TASK STATEMENT:
Set down each entry as it stands. Skip the pictures.

────────

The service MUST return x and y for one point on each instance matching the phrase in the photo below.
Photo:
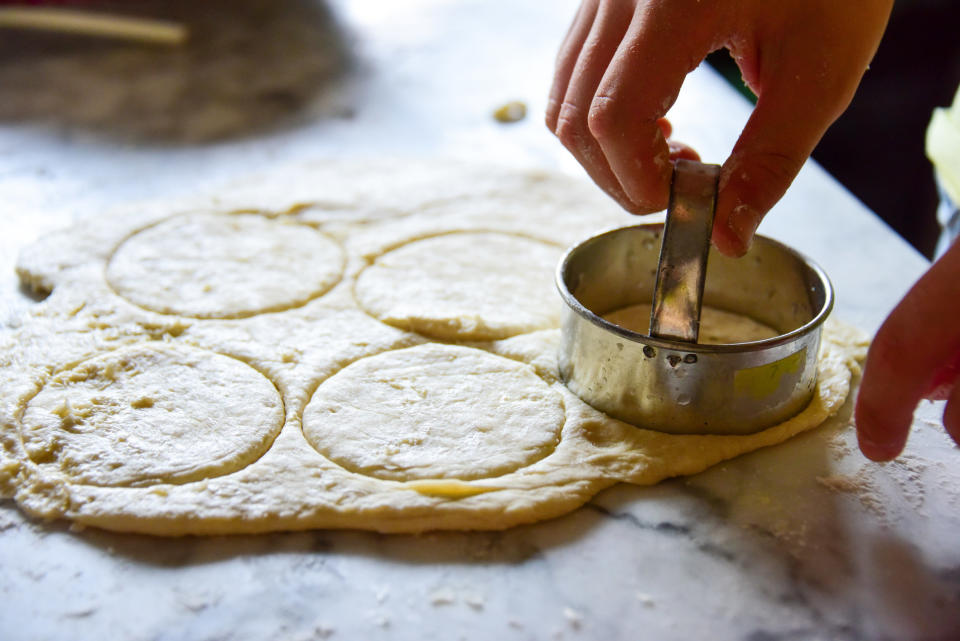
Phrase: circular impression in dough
(225, 265)
(152, 413)
(434, 412)
(464, 285)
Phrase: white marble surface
(804, 541)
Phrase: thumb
(792, 114)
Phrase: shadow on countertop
(248, 66)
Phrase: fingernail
(743, 222)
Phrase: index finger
(920, 337)
(640, 85)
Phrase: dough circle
(434, 412)
(224, 265)
(353, 422)
(152, 413)
(464, 285)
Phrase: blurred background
(876, 149)
(252, 67)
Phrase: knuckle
(571, 128)
(602, 119)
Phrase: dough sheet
(332, 345)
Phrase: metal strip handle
(682, 271)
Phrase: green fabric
(943, 147)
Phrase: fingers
(805, 68)
(789, 119)
(639, 86)
(920, 337)
(609, 25)
(567, 59)
(951, 415)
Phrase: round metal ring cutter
(665, 380)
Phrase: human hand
(915, 355)
(621, 66)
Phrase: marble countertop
(807, 540)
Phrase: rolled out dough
(329, 345)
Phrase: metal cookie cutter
(665, 380)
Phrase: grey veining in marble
(807, 540)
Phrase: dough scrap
(251, 380)
(141, 415)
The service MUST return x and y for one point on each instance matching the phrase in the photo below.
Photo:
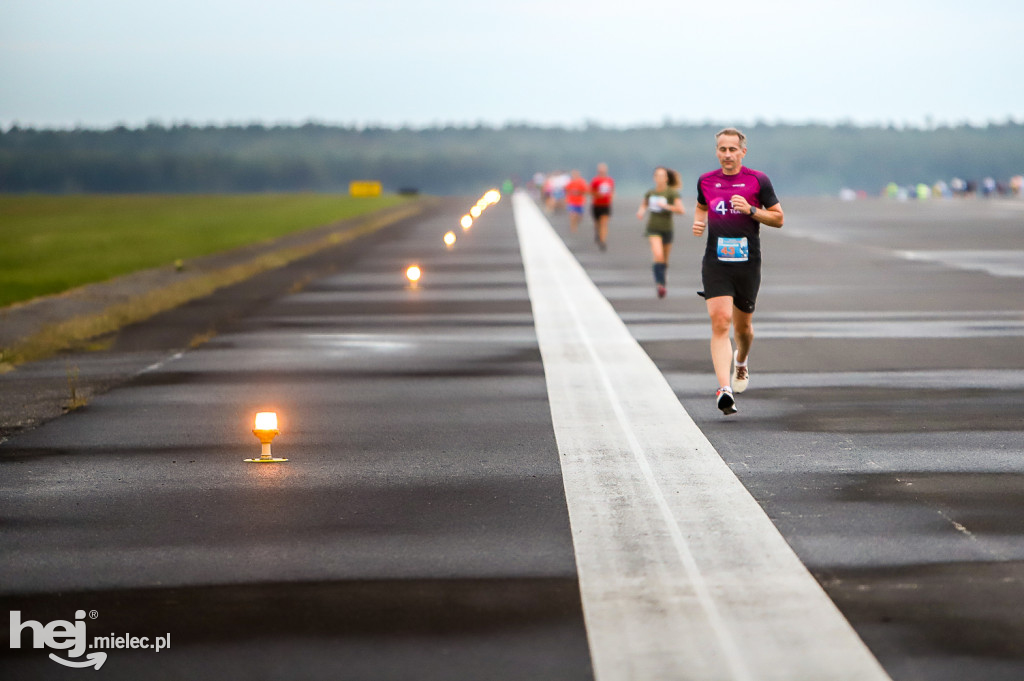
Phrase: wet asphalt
(420, 528)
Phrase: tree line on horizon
(801, 159)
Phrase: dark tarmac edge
(195, 305)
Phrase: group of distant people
(569, 192)
(732, 204)
(957, 187)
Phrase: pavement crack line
(682, 575)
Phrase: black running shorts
(667, 237)
(738, 282)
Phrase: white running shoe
(740, 376)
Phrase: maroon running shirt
(728, 227)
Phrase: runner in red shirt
(602, 189)
(576, 198)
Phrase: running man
(732, 204)
(576, 199)
(602, 188)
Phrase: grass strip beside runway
(55, 243)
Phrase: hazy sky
(99, 62)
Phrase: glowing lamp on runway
(413, 274)
(265, 428)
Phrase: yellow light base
(265, 457)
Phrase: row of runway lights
(265, 424)
(414, 272)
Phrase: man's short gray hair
(732, 131)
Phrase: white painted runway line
(682, 575)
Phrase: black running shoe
(726, 401)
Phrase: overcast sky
(420, 62)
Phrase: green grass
(49, 244)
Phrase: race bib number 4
(733, 249)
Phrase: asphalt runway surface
(421, 528)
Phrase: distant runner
(662, 202)
(576, 199)
(602, 188)
(732, 204)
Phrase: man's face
(730, 154)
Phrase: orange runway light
(265, 428)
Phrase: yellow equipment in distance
(365, 188)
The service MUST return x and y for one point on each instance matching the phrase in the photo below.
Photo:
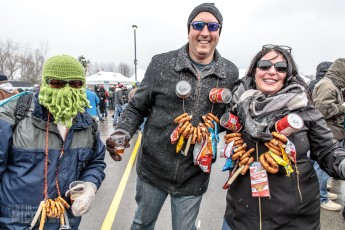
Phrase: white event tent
(107, 78)
(140, 75)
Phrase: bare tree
(97, 66)
(124, 69)
(9, 58)
(31, 64)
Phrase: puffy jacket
(321, 71)
(156, 99)
(22, 157)
(294, 201)
(328, 98)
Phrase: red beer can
(231, 122)
(289, 124)
(220, 95)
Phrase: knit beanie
(63, 67)
(3, 78)
(205, 7)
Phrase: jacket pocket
(84, 156)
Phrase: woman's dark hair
(292, 75)
(292, 68)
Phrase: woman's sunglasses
(266, 65)
(270, 46)
(211, 26)
(58, 84)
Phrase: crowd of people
(281, 134)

────────

REPLY:
The service MUST return x and y for one point on each instance matching the phrase in the photo below.
Photo:
Phrase: circular impression in dough
(225, 265)
(152, 413)
(434, 412)
(464, 285)
Phrase: white marble surface
(804, 541)
Phrase: thumb
(792, 114)
Phrase: shadow on countertop
(248, 66)
Phrase: fingernail
(743, 222)
Phrase: index finger
(920, 337)
(640, 85)
Phrase: dough circle
(434, 412)
(224, 265)
(353, 422)
(152, 413)
(464, 285)
Phrase: blurred background
(876, 149)
(252, 67)
Phrase: knuckle
(571, 128)
(602, 119)
Phrase: dough sheet
(332, 345)
Phrase: metal strip handle
(682, 271)
Phrase: green fabric
(943, 147)
Phrase: fingers
(805, 68)
(789, 119)
(639, 86)
(920, 337)
(609, 25)
(567, 59)
(951, 415)
Phrase: round metal ring cutter
(665, 380)
Phrase: human hand
(915, 355)
(621, 66)
Phrase: marble countertop
(807, 540)
Phrase: rolled out dough
(329, 345)
Phrase: metal cookie cutter
(665, 380)
Phrase: grey veining in marble
(807, 540)
Phrase: dough scrap
(251, 380)
(141, 415)
The service MUST return x and y for one point on each instance matching the phrase in the photo below.
Photo:
Phrase: wet asphalt
(420, 528)
Phrase: tree line on horizon
(801, 159)
Phrase: dark tarmac edge
(195, 305)
Phrase: group of distant people
(569, 192)
(732, 204)
(957, 187)
Phrase: pavement crack line
(682, 575)
Phrase: black running shorts
(667, 237)
(738, 282)
Phrase: white running shoe
(740, 376)
Phrase: maroon running shirt
(728, 227)
Phrase: runner in red shirt
(602, 189)
(576, 198)
Phrase: running man
(732, 204)
(576, 199)
(602, 188)
Phrase: grass strip beside runway
(55, 243)
Phrase: hazy sky
(99, 62)
Phrase: glowing lamp on runway
(413, 274)
(265, 428)
Phrase: yellow light base
(265, 457)
Phrase: row of runway lights
(265, 424)
(414, 272)
Phrase: man's short gray hair
(732, 131)
Phrase: white painted runway line
(682, 575)
Phrase: black running shoe
(726, 401)
Phrase: overcast sky
(420, 62)
Phrase: green grass
(49, 244)
Phrase: race bib number 4
(733, 249)
Phrase: asphalt runway surface
(421, 528)
Phrase: distant runner
(662, 202)
(576, 199)
(602, 188)
(732, 204)
Phrase: man's face
(730, 154)
Phrase: orange runway light
(265, 428)
Phrase: yellow equipment in distance
(365, 188)
The service MUST return x and y for one point on each instance matching the phrase in the photo below.
Photo:
Phrase: white event tent
(107, 78)
(140, 75)
Phrase: bare tree
(97, 66)
(124, 69)
(9, 58)
(31, 64)
Phrase: puffy jacket
(321, 71)
(156, 99)
(22, 157)
(294, 201)
(328, 98)
Phrase: red beer can
(231, 122)
(289, 124)
(220, 95)
Phrase: knit beanie
(63, 67)
(3, 78)
(205, 7)
Phrase: jacket pocket
(84, 156)
Phrase: woman's dark hair
(292, 75)
(292, 68)
Phrase: woman's sunglasses
(266, 65)
(270, 46)
(211, 26)
(58, 84)
Phrase: crowd of people
(281, 134)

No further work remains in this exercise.